Saved entries
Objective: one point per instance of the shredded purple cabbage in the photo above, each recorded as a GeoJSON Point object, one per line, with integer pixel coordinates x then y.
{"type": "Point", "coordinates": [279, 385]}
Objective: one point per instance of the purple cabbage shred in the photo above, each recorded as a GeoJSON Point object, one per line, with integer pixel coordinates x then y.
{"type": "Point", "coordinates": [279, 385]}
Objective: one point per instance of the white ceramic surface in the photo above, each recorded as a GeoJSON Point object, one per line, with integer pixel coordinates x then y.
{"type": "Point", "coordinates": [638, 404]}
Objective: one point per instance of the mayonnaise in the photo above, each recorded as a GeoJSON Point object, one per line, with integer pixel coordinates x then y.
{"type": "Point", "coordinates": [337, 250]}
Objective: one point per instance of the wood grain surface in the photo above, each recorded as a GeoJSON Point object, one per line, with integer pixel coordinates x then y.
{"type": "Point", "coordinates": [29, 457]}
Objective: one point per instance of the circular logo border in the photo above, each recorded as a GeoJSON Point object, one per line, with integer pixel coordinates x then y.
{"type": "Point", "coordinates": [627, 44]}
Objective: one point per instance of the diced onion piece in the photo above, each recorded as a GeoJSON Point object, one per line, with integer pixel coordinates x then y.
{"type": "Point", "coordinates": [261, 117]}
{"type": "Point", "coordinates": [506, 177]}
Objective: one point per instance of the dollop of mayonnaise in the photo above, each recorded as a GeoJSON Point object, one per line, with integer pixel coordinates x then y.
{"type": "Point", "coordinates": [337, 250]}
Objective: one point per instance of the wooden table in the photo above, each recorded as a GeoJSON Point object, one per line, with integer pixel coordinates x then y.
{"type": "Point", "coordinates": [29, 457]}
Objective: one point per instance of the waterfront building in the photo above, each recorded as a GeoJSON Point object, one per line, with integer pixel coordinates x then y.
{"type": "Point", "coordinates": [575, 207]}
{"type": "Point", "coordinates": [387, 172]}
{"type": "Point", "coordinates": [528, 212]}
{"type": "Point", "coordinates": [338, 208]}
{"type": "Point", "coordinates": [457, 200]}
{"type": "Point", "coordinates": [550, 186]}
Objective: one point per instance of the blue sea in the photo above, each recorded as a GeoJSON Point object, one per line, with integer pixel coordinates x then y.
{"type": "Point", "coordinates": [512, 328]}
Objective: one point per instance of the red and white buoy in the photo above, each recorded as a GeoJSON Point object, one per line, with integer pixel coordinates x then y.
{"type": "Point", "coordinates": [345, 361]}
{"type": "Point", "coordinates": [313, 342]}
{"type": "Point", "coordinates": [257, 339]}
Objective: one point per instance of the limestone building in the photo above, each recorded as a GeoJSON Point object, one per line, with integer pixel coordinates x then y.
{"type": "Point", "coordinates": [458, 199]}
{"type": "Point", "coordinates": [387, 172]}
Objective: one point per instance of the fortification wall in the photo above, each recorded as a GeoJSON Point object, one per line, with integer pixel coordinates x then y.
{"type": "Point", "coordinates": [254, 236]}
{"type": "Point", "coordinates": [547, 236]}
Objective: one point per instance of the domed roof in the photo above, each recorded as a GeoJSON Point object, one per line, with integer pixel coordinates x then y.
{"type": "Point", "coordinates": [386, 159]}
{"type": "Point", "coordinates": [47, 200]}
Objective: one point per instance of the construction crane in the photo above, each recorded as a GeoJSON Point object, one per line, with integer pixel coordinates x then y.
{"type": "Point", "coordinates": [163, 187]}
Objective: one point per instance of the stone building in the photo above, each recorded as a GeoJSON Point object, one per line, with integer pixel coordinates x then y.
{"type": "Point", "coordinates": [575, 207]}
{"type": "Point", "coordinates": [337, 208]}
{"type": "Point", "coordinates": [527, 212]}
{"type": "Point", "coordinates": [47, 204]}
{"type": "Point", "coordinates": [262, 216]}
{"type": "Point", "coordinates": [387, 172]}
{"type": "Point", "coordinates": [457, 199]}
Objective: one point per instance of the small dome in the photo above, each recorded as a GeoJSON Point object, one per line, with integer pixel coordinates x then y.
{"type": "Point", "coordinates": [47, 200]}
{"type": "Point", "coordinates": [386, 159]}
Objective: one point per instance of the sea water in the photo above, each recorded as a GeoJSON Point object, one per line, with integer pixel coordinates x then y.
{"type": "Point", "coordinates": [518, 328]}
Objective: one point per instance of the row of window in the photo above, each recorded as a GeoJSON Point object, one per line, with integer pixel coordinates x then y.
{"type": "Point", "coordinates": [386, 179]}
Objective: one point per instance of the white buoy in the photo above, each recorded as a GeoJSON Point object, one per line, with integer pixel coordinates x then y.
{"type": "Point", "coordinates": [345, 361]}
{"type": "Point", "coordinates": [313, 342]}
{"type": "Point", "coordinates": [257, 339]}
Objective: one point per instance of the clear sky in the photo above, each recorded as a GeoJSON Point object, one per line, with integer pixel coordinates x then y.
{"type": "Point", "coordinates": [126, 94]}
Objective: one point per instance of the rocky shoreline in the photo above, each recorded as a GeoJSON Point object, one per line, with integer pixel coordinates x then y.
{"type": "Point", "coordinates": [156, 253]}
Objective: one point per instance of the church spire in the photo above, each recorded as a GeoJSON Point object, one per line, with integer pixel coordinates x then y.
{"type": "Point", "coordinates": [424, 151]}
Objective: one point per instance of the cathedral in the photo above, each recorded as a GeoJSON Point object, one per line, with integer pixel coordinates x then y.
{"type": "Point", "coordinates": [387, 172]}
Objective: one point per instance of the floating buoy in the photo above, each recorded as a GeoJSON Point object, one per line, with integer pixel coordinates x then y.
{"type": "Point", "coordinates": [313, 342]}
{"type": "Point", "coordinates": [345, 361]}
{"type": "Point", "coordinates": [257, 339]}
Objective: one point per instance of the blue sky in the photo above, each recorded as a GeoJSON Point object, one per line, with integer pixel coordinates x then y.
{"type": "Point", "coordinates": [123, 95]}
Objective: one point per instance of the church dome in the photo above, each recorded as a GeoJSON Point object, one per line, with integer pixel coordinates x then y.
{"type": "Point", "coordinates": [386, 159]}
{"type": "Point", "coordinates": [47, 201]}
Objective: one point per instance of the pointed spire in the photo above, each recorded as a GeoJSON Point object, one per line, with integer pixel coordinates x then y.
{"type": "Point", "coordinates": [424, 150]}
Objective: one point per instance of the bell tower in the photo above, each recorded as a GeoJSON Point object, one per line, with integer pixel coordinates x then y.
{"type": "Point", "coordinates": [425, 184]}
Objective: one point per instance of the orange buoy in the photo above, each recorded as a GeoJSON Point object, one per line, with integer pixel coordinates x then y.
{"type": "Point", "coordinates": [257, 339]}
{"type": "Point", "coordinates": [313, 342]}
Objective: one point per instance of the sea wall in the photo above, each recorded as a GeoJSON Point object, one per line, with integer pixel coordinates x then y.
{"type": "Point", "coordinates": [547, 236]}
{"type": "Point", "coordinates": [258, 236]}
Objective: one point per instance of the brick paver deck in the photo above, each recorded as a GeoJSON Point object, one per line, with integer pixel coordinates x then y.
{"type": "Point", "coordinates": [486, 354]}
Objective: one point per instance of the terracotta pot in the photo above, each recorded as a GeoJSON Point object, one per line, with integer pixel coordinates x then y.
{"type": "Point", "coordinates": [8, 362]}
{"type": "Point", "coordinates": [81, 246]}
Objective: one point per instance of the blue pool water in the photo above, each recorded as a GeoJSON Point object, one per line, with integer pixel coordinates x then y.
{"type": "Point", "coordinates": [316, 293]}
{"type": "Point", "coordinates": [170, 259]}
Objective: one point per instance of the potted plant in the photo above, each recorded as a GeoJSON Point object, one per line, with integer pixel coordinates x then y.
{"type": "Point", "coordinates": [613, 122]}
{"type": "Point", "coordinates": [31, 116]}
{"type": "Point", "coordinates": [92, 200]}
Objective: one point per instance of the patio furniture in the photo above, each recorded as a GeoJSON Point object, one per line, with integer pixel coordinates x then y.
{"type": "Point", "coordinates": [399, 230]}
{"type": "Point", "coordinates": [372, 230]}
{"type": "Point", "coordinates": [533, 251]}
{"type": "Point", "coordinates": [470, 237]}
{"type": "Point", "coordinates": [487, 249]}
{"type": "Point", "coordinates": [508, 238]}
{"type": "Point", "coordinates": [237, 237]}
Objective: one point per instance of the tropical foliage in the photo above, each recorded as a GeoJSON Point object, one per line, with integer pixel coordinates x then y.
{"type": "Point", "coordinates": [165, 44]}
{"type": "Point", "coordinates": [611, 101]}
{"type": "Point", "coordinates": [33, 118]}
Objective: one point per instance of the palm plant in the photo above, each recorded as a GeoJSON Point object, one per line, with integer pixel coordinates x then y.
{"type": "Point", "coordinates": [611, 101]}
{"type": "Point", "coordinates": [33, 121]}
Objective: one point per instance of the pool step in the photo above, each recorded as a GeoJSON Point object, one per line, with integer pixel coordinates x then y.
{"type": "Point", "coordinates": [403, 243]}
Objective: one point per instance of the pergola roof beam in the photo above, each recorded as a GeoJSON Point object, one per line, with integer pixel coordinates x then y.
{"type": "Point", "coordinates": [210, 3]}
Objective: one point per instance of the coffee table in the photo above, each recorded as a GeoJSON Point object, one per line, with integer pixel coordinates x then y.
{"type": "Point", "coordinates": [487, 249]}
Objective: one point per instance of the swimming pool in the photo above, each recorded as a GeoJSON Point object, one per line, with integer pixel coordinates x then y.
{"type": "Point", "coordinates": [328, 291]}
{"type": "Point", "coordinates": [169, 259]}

### AIM OF THE TASK
Your answer must consist solely of the lines from the one containing "Objective: one point per instance of the swimming" through the last line of the entries, reproduced exactly.

### EXERCISE SOLUTION
Objective: one point per instance of the swimming pool in the photo above, each recorded as a GeoJSON Point object, one per line, with integer pixel coordinates x then y.
{"type": "Point", "coordinates": [328, 291]}
{"type": "Point", "coordinates": [169, 259]}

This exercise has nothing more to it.